> [The tasks]:
1) In the home entertainment thread, change "Pioneer" to "Onkyo" and write out the passage starting with "# Home entertainment" and going on through "Cisco Tivo 500Gb.".
2) From the home entertainment thread, list each unit that the first post names as part of the system, with the model details given for it.

begin Provided text

# Home entertainment system connections - haven't got a clue



## hallowsrj (Feb 28, 2016)

Hello all I haven't a clue on how to connect any of the following units together.
I have the following units to make up my system
TV - LG47LM620T.
DVD - LG Blu-ray disc/dvd player model no.BD660.
Reciever HPT-071- Pioneer VSX-321-K-P.
and Virgin Media Receiver - Cisco Tivo 500Gb.
Previously I was on SKY and the TV used the Pioneer Audio receiver to project the sound through the surround sound/Home Theatre system, now the virgin media receiver has been connected the surround sound no longer works? I am only able to get the sound through the TV itself.
Could anyone draw me a diagram etc showing me how to connect the units up to get them to work through the Pioneer Audio receiver (surround sound)?
All help and advice greatly appreciated
Many thanks in advance
Rich


----------



## witchdoctor (Feb 21, 2016)

hallowsrj said:


> Hello all I haven't a clue on how to connect any of the following units together.
> I have the following units to make up my system
> TV - LG47LM620T.
> DVD - LG Blu-ray disc/dvd player model no.BD660.
> ...

end Provided text
begin Data extract

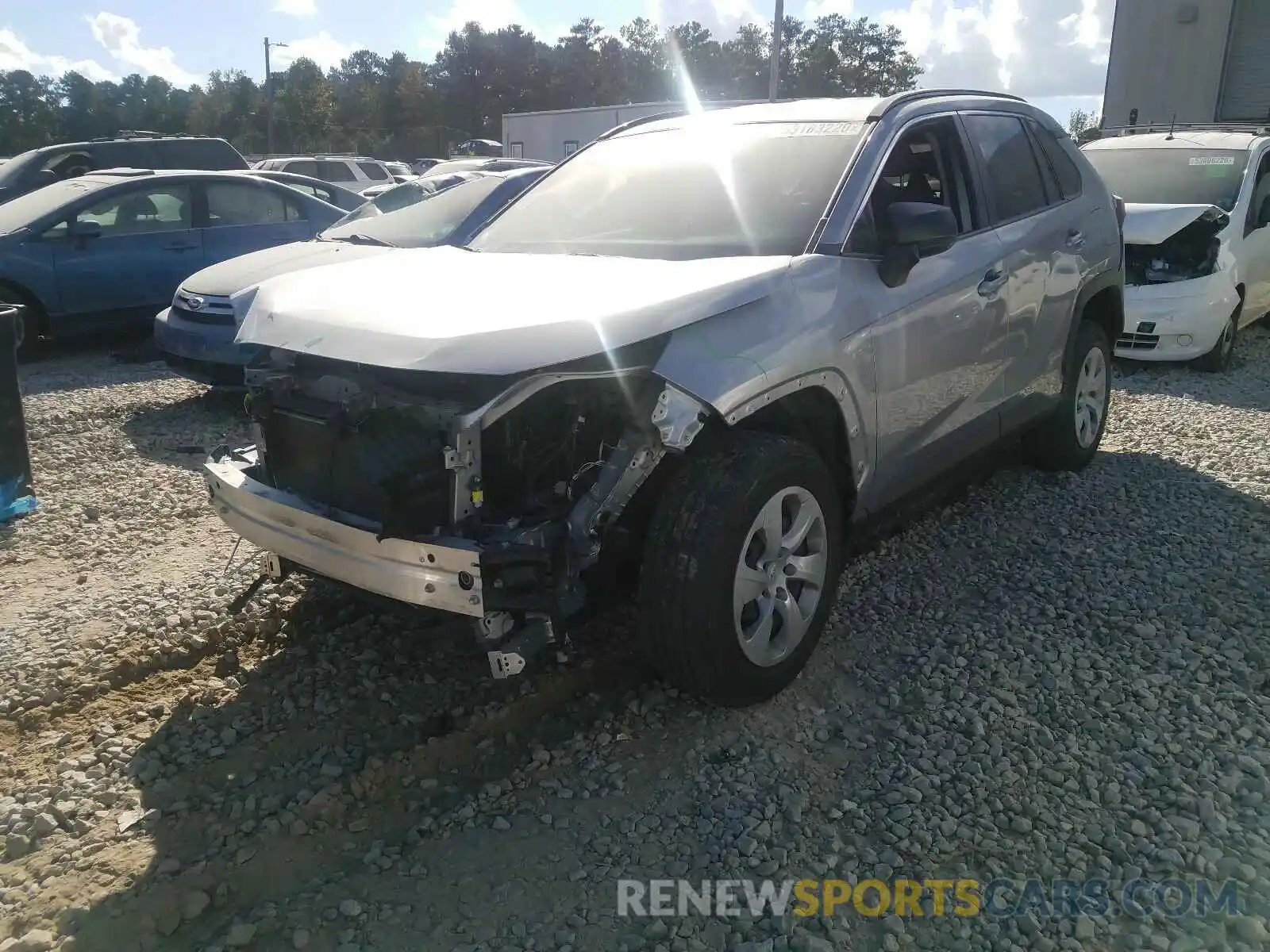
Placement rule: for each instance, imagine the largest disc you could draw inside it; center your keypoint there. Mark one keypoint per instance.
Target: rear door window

end Data extract

> [Solutions to the problems]:
1)
# Home entertainment system connections - haven't got a clue



## hallowsrj (Feb 28, 2016)

Hello all I haven't a clue on how to connect any of the following units together.
I have the following units to make up my system
TV - LG47LM620T.
DVD - LG Blu-ray disc/dvd player model no.BD660.
Reciever HPT-071- Onkyo VSX-321-K-P.
and Virgin Media Receiver - Cisco Tivo 500Gb.

2)
- TV: LG47LM620T
- DVD: LG Blu-ray disc/dvd player, model no. BD660
- Receiver: HPT-071, Pioneer VSX-321-K-P
- Virgin Media Receiver: Cisco Tivo 500Gb